Work required
Please pick out each row below that contains the string "camera", and copy those rows.

Records for this task
★ ★ ★

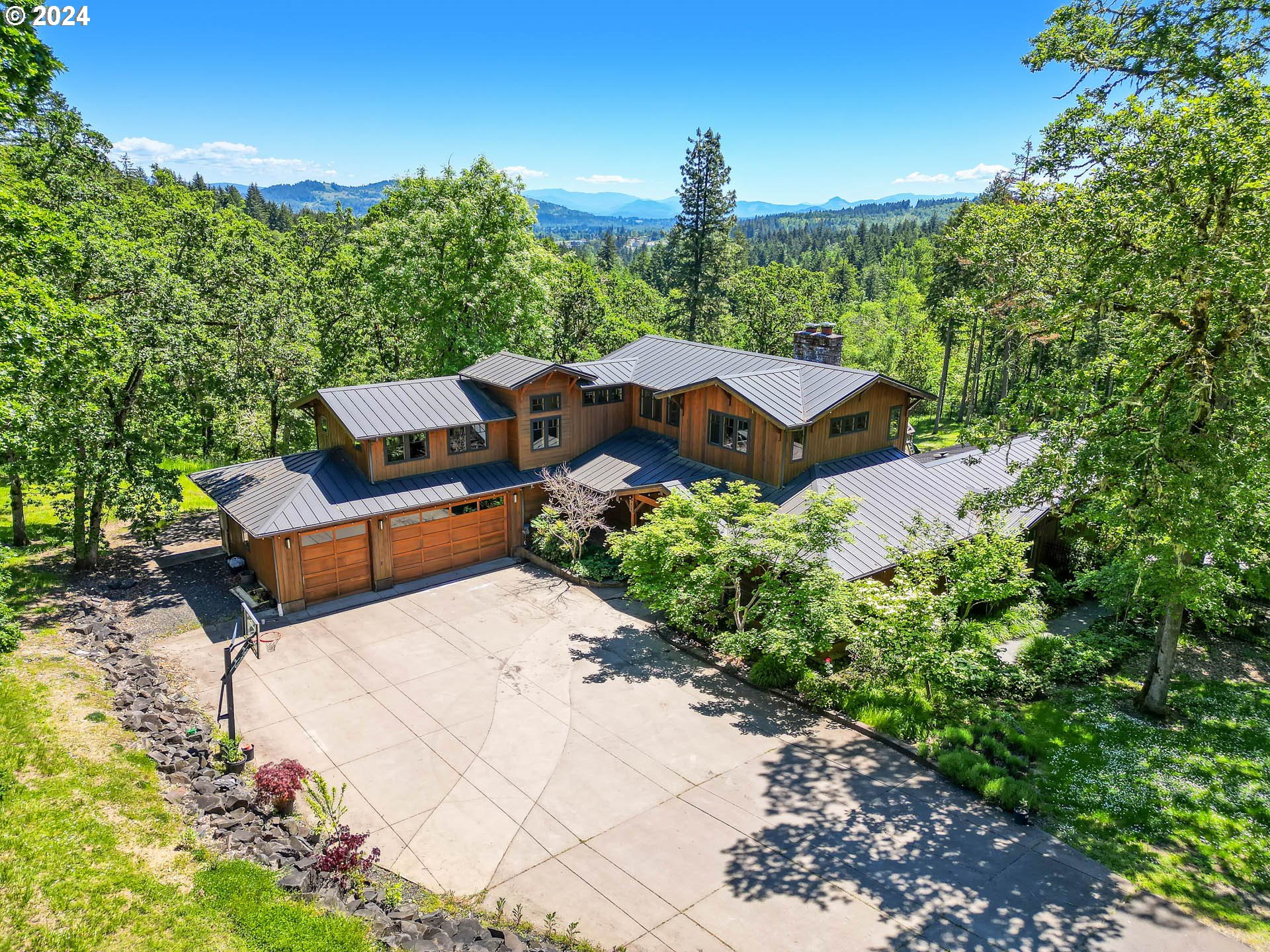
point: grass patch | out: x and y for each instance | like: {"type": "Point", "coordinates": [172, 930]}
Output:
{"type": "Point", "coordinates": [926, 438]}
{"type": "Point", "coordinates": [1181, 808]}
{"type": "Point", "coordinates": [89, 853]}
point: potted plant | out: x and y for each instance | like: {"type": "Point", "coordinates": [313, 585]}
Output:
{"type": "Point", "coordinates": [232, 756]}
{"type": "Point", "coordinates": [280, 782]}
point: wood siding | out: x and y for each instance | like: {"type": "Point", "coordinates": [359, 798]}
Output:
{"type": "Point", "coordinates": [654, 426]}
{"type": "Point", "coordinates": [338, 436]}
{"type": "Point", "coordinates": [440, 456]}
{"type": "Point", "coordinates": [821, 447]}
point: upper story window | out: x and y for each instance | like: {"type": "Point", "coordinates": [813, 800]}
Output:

★ ★ ★

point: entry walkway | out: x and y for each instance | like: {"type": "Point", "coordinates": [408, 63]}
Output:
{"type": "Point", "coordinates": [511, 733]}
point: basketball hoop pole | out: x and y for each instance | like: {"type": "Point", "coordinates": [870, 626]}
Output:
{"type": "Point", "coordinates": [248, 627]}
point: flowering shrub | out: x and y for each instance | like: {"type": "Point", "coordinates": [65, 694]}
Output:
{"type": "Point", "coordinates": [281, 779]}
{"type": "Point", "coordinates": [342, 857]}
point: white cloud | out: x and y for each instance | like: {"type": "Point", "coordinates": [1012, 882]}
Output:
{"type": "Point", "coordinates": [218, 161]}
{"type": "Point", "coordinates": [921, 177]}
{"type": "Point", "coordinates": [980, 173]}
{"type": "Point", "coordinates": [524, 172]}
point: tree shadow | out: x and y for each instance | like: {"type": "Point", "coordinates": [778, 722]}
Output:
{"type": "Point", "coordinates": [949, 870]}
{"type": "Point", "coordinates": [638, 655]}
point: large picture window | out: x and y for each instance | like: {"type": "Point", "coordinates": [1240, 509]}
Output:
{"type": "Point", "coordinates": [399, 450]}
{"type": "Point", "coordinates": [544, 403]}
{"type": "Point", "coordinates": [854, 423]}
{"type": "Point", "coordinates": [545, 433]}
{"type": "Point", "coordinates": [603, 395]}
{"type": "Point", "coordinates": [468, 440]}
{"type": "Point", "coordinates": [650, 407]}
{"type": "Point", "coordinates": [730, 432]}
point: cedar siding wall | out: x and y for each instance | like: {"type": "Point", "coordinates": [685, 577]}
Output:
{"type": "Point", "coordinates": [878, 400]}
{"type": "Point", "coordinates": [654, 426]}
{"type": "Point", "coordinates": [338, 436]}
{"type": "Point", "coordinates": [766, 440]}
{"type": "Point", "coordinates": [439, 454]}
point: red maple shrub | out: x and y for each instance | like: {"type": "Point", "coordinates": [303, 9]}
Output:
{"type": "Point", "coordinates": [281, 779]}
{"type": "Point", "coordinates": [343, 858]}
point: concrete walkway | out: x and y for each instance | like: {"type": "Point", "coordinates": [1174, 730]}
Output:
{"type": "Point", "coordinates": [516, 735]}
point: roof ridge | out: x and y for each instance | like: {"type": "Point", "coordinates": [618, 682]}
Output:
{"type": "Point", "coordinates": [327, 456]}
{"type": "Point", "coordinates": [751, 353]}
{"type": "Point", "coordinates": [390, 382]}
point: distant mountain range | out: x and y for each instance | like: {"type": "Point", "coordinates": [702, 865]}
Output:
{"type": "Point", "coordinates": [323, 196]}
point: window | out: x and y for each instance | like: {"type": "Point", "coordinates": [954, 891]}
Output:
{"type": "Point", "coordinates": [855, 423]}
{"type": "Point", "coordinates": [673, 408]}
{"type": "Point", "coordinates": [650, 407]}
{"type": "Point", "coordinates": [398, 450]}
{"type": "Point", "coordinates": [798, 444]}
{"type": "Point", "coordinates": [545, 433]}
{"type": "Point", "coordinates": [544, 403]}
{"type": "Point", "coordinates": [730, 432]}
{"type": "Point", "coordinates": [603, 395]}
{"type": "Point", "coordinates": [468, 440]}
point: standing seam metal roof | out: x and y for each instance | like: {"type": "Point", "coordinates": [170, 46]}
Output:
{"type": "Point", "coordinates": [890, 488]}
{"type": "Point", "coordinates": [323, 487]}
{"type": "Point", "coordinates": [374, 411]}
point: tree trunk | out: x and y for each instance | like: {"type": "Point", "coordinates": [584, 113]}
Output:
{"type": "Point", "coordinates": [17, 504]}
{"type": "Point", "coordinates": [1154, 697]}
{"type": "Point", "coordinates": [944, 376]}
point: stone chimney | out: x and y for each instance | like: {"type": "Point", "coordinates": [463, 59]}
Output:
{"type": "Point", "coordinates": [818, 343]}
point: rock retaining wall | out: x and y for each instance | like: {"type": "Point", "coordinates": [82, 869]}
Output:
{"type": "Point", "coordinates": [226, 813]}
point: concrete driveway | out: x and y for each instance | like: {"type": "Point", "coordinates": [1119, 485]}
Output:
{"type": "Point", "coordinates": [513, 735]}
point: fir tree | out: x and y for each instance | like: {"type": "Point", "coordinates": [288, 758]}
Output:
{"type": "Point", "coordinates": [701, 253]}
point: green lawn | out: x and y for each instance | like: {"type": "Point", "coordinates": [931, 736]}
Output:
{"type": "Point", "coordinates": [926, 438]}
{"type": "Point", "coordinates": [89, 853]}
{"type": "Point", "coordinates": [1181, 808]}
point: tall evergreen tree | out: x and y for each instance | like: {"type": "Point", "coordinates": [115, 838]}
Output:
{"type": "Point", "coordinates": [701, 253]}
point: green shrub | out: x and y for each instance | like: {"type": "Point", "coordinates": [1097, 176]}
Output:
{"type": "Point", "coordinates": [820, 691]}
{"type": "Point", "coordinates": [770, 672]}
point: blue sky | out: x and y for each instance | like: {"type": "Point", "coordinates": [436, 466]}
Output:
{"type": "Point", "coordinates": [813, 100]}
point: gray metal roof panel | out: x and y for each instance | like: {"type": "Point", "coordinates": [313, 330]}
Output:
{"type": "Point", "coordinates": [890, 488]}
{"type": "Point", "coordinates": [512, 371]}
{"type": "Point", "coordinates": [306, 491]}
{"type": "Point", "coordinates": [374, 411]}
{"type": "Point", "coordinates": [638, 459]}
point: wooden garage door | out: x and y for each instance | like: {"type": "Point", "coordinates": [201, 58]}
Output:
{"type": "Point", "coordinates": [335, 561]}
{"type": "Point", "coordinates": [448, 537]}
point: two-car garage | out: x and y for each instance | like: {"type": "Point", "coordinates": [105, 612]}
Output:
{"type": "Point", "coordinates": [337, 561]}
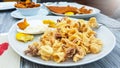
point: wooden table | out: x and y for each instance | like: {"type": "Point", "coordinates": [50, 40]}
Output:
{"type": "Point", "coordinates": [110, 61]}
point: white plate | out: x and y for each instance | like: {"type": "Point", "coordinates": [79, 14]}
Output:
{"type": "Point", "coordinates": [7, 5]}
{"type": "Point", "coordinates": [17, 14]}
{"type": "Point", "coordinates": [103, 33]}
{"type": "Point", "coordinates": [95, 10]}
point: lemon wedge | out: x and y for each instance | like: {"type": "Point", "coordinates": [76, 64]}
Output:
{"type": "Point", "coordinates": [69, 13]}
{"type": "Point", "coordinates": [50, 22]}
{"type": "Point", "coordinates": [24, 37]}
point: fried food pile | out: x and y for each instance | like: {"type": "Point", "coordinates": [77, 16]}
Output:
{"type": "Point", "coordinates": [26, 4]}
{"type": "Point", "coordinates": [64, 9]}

★ ★ ★

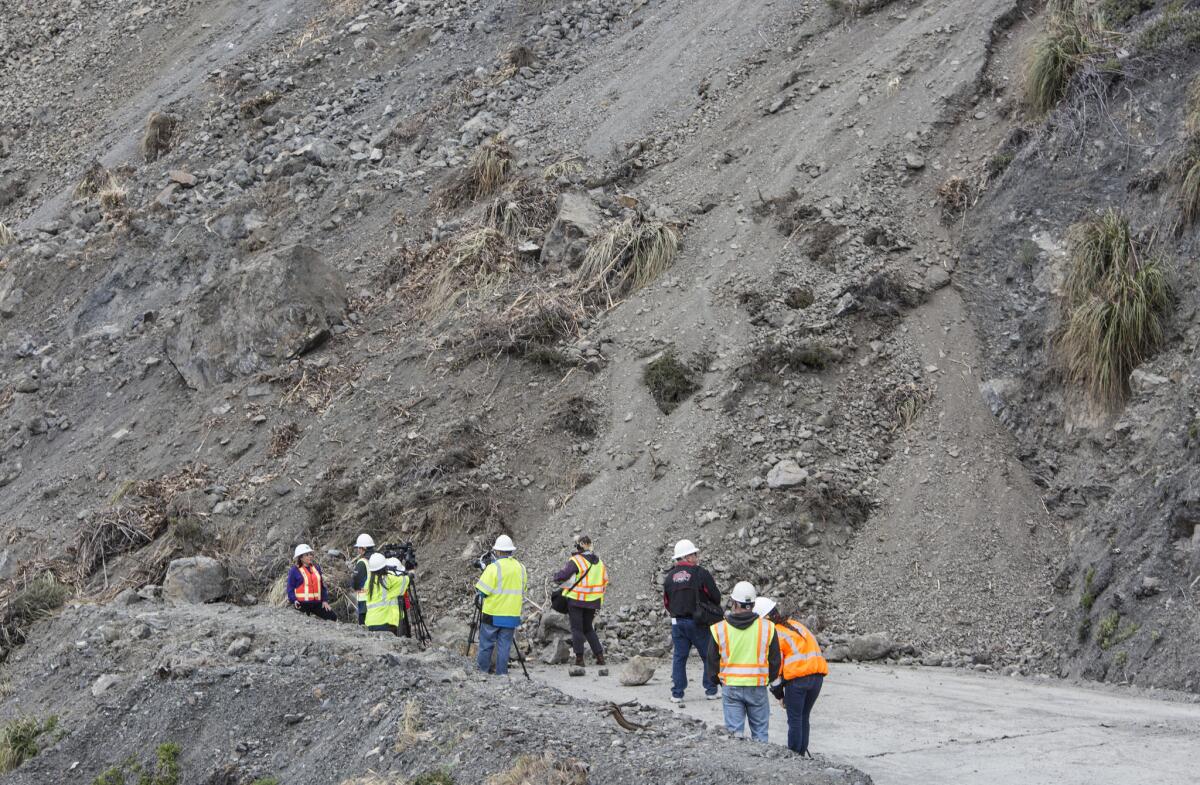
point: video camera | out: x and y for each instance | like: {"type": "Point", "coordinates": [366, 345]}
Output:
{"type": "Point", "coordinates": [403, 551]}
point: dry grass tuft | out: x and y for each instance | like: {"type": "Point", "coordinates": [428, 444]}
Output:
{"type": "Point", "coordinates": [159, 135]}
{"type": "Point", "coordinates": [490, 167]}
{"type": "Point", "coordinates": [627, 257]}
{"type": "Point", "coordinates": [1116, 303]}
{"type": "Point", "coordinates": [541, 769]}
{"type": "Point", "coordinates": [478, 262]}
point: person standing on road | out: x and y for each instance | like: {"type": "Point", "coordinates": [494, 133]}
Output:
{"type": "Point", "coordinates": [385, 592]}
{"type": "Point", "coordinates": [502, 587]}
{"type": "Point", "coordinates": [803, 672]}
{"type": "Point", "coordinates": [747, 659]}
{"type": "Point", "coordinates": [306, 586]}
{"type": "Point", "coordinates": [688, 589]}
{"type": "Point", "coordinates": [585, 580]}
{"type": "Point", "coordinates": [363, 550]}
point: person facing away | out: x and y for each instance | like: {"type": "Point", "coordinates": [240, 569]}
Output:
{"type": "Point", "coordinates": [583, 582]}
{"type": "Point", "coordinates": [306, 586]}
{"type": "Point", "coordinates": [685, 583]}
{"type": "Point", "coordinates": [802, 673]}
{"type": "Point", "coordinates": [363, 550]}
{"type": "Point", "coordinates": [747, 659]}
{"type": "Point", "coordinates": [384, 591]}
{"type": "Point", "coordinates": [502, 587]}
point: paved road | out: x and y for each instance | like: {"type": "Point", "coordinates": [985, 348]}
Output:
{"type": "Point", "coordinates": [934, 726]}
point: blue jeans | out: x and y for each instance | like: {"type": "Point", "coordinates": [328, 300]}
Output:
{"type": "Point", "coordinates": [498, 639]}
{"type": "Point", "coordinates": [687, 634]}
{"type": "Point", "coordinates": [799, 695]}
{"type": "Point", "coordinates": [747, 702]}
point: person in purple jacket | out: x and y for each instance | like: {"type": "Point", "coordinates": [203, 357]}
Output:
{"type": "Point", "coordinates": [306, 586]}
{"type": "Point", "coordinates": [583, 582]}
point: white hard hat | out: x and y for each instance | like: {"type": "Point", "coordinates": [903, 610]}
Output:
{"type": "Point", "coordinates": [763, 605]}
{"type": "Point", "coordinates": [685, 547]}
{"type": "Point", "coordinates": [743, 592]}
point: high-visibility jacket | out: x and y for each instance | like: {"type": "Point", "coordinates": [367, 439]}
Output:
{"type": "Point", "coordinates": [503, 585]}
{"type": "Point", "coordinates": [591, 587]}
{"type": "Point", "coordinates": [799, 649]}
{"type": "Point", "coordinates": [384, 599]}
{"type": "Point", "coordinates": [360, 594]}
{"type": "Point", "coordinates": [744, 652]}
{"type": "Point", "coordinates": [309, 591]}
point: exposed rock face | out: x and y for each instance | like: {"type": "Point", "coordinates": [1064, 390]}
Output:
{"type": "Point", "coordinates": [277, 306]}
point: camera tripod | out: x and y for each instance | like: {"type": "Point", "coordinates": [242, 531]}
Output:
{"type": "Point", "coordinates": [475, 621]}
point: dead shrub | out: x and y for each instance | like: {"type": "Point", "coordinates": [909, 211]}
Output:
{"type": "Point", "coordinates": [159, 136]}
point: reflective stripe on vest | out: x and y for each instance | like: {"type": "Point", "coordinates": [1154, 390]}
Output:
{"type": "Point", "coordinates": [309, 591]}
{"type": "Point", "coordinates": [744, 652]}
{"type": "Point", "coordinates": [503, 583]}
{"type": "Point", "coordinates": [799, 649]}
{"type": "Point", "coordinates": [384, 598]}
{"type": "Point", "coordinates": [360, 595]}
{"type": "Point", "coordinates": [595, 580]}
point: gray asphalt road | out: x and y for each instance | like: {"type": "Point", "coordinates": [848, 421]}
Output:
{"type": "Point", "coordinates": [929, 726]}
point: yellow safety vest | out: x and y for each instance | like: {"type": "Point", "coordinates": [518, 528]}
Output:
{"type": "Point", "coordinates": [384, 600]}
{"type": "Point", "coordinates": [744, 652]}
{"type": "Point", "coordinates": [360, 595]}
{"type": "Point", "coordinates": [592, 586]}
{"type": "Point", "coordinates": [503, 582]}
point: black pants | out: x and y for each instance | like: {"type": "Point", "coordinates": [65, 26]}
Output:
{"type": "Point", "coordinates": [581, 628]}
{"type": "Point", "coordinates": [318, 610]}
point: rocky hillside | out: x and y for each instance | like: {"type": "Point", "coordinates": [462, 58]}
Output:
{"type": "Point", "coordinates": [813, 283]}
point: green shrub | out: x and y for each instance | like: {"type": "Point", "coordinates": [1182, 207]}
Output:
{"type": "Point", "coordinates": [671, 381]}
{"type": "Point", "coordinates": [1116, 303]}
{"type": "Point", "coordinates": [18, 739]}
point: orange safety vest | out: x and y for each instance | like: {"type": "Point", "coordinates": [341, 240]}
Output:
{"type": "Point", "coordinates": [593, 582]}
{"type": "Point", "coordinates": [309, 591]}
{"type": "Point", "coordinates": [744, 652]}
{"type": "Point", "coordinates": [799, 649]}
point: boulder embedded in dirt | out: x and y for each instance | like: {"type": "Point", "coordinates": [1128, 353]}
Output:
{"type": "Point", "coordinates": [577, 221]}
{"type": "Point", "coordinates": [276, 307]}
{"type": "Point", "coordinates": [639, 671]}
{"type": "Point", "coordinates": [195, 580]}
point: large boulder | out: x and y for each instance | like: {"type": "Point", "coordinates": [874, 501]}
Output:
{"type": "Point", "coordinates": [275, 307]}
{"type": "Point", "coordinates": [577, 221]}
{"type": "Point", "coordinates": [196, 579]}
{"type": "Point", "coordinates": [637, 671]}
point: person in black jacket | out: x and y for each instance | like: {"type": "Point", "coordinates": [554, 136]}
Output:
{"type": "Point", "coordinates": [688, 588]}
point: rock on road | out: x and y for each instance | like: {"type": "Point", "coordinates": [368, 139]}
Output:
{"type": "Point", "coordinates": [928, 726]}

★ ★ ★

Complete response
point: video camera | out: x and y for each instance | like: {"type": "Point", "coordinates": [366, 345]}
point: camera tripod | out: x and y for each instance | like: {"type": "Point", "coordinates": [242, 531]}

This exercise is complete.